──────── Page extract ────────

Police hunt for suspects who shot Alaska officer
Officer Jason Allen has serious injuries but is expected to recover
ANCHORAGE, Alaska — Nearly two days after a car carrying more than two men opened fire on an Anchorage police officer, authorities in Alaska's largest city continued to search for the unknown attackers.
"We're following all leads," Lt. Dave Parker said Sunday.
The shooting early Saturday left Officer Jason Allen with serious injuries, but he is expected to recover.
Allen, 47, remained hospitalized Sunday but was able to talk to family members and investigators, according to Parker. He said the family told him Allen, an eight-year veteran of the force, is "making good progress."
Allen was sitting in his parked cruiser in a residential neighborhood near downtown, working on an unrelated case, when a dark-colored sedan pulled up next to his vehicle on the driver's side just before 2 a.m. Saturday.
A passenger fired some rounds, striking Allen as many as five times in his arms and torso, police said. Allen was wearing a bulletproof vest, but Parker didn't know if it saved his life.
Authorities believe Allen was targeted because he is a police officer. Anchorage patrol officers have generally worked alone for many years.

──────── Records supplied ────────

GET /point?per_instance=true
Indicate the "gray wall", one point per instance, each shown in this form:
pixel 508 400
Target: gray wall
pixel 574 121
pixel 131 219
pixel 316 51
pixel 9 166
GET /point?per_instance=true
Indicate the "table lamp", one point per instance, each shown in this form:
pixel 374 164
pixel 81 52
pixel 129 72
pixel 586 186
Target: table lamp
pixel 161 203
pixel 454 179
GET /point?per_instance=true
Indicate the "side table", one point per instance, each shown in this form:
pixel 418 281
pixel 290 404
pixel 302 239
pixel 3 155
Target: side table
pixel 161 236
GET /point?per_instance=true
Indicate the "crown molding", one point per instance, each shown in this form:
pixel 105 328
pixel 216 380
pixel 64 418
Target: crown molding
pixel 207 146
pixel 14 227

────────

● **What needs to be done**: Copy the whole news story about the search for suspects who shot an Anchorage police officer, word for word.

● **Answer space**:
Police hunt for suspects who shot Alaska officer
Officer Jason Allen has serious injuries but is expected to recover
ANCHORAGE, Alaska — Nearly two days after a car carrying more than two men opened fire on an Anchorage police officer, authorities in Alaska's largest city continued to search for the unknown attackers.
"We're following all leads," Lt. Dave Parker said Sunday.
The shooting early Saturday left Officer Jason Allen with serious injuries, but he is expected to recover.
Allen, 47, remained hospitalized Sunday but was able to talk to family members and investigators, according to Parker. He said the family told him Allen, an eight-year veteran of the force, is "making good progress."
Allen was sitting in his parked cruiser in a residential neighborhood near downtown, working on an unrelated case, when a dark-colored sedan pulled up next to his vehicle on the driver's side just before 2 a.m. Saturday.
A passenger fired some rounds, striking Allen as many as five times in his arms and torso, police said. Allen was wearing a bulletproof vest, but Parker didn't know if it saved his life.
Authorities believe Allen was targeted because he is a police officer. Anchorage patrol officers have generally worked alone for many years.